- [Yapılacak iş]
Aşağıdaki listenin tamamını, boş satırları dışarıda bırakarak, "Sıra" ve "Satır" sütunlarından oluşan bir Markdown tablosuna dönüştürün. Her satırı sıra numarasıyla birlikte ayrı bir tablo satırına yazın.

- [Verilen liste]
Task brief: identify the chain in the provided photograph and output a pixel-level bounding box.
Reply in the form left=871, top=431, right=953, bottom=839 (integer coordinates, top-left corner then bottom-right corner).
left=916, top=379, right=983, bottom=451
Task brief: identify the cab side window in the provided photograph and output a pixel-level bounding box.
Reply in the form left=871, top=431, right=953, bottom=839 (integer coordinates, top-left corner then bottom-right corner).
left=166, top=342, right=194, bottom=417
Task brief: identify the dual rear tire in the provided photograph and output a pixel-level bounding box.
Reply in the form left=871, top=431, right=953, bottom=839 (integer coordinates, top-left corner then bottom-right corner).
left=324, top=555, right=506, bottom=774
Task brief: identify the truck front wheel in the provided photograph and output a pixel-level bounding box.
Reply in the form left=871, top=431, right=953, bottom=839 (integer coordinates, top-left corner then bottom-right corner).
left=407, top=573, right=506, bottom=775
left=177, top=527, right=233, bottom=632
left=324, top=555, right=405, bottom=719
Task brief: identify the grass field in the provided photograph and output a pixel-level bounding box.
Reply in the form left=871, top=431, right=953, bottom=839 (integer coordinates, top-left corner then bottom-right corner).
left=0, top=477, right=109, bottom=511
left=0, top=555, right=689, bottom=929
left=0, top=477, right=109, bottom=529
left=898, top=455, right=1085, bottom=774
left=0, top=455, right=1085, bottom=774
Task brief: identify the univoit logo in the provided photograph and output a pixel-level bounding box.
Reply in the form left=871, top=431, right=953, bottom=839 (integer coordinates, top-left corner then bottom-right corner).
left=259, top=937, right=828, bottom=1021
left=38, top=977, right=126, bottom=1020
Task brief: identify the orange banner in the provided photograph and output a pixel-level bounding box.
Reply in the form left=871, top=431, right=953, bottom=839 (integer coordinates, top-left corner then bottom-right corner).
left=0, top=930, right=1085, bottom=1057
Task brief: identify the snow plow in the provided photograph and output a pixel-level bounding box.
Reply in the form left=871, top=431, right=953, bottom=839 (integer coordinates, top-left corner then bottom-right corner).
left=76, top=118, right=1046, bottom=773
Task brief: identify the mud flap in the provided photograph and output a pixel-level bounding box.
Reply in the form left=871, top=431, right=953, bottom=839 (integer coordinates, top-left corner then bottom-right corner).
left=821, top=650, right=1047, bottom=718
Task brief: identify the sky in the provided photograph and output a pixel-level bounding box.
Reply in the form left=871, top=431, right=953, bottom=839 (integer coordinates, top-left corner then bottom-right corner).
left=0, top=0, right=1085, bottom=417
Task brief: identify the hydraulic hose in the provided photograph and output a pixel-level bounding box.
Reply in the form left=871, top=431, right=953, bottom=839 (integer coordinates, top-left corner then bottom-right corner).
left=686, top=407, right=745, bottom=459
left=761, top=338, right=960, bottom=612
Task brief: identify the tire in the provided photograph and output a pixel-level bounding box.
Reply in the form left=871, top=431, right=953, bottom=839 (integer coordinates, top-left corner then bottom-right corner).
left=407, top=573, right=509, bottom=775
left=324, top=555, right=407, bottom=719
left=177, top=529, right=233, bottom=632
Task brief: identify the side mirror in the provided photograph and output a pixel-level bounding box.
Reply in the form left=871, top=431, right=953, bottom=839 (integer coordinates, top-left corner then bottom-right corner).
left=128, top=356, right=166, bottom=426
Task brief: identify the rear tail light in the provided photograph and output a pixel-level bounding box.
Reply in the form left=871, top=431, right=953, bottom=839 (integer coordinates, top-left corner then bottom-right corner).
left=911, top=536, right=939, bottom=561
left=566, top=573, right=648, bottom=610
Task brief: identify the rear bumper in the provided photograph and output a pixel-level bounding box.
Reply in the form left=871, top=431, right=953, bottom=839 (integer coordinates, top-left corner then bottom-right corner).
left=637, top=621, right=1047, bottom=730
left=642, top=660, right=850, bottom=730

- [Alıştırma sonucu]
| Sıra | Satır |
|---|---|
| 1 | Task brief: identify the chain in the provided photograph and output a pixel-level bounding box. |
| 2 | Reply in the form left=871, top=431, right=953, bottom=839 (integer coordinates, top-left corner then bottom-right corner). |
| 3 | left=916, top=379, right=983, bottom=451 |
| 4 | Task brief: identify the cab side window in the provided photograph and output a pixel-level bounding box. |
| 5 | Reply in the form left=871, top=431, right=953, bottom=839 (integer coordinates, top-left corner then bottom-right corner). |
| 6 | left=166, top=342, right=194, bottom=417 |
| 7 | Task brief: identify the dual rear tire in the provided photograph and output a pixel-level bounding box. |
| 8 | Reply in the form left=871, top=431, right=953, bottom=839 (integer coordinates, top-left corner then bottom-right corner). |
| 9 | left=324, top=555, right=506, bottom=774 |
| 10 | Task brief: identify the truck front wheel in the provided photograph and output a pixel-level bounding box. |
| 11 | Reply in the form left=871, top=431, right=953, bottom=839 (integer coordinates, top-left corner then bottom-right corner). |
| 12 | left=407, top=573, right=506, bottom=775 |
| 13 | left=177, top=527, right=233, bottom=632 |
| 14 | left=324, top=555, right=405, bottom=719 |
| 15 | Task brief: identify the grass field in the provided photograph and output a pixel-level bounding box. |
| 16 | Reply in the form left=871, top=431, right=953, bottom=839 (integer coordinates, top-left corner then bottom-right corner). |
| 17 | left=0, top=477, right=109, bottom=511 |
| 18 | left=0, top=555, right=689, bottom=929 |
| 19 | left=0, top=477, right=109, bottom=529 |
| 20 | left=898, top=455, right=1085, bottom=774 |
| 21 | left=0, top=455, right=1085, bottom=774 |
| 22 | Task brief: identify the univoit logo in the provided photograph and output a pixel-level bounding box. |
| 23 | Reply in the form left=871, top=431, right=953, bottom=839 (integer coordinates, top-left corner then bottom-right corner). |
| 24 | left=259, top=937, right=828, bottom=1021 |
| 25 | left=38, top=977, right=126, bottom=1020 |
| 26 | Task brief: identify the orange banner in the provided photograph and output a pixel-level bounding box. |
| 27 | Reply in the form left=871, top=431, right=953, bottom=839 (integer coordinates, top-left corner then bottom-right corner). |
| 28 | left=0, top=930, right=1085, bottom=1057 |
| 29 | Task brief: identify the snow plow in the provided photograph and output a pixel-level bounding box. |
| 30 | Reply in the form left=871, top=431, right=953, bottom=839 (integer coordinates, top-left corner then bottom-right corner). |
| 31 | left=76, top=118, right=1046, bottom=773 |
| 32 | Task brief: identify the mud flap in the provided photograph and output a pixel-level bounding box. |
| 33 | Reply in the form left=871, top=431, right=953, bottom=839 (integer coordinates, top-left corner then bottom-right corner). |
| 34 | left=821, top=650, right=1047, bottom=718 |
| 35 | Task brief: identify the sky in the provided photograph and output a pixel-level bounding box. |
| 36 | Reply in the form left=871, top=431, right=953, bottom=839 (integer coordinates, top-left corner then bottom-right corner). |
| 37 | left=0, top=0, right=1085, bottom=417 |
| 38 | Task brief: identify the hydraulic hose in the provided photograph and output a pixel-level bounding box. |
| 39 | Reply in the form left=871, top=431, right=953, bottom=839 (integer coordinates, top-left corner then bottom-right corner). |
| 40 | left=686, top=407, right=745, bottom=459 |
| 41 | left=761, top=338, right=960, bottom=612 |
| 42 | Task brief: identify the tire in the provided photograph and output a pixel-level bounding box. |
| 43 | Reply in the form left=871, top=431, right=953, bottom=839 (integer coordinates, top-left corner then bottom-right corner). |
| 44 | left=407, top=573, right=509, bottom=775 |
| 45 | left=324, top=555, right=407, bottom=719 |
| 46 | left=177, top=529, right=233, bottom=632 |
| 47 | Task brief: identify the side mirror in the provided photograph and output a pixel-level bounding box. |
| 48 | Reply in the form left=871, top=431, right=953, bottom=839 (integer coordinates, top-left corner then bottom-right corner). |
| 49 | left=128, top=356, right=166, bottom=426 |
| 50 | Task brief: identify the rear tail light in the provided photograph and output a pixel-level bounding box. |
| 51 | Reply in the form left=871, top=431, right=953, bottom=839 (integer coordinates, top-left corner then bottom-right corner). |
| 52 | left=911, top=536, right=939, bottom=561 |
| 53 | left=566, top=573, right=648, bottom=610 |
| 54 | Task brief: identify the rear bumper in the provided photograph and output a pixel-level bounding box. |
| 55 | Reply in the form left=871, top=431, right=953, bottom=839 (integer coordinates, top-left corner then bottom-right corner). |
| 56 | left=637, top=621, right=1047, bottom=730 |
| 57 | left=642, top=660, right=850, bottom=730 |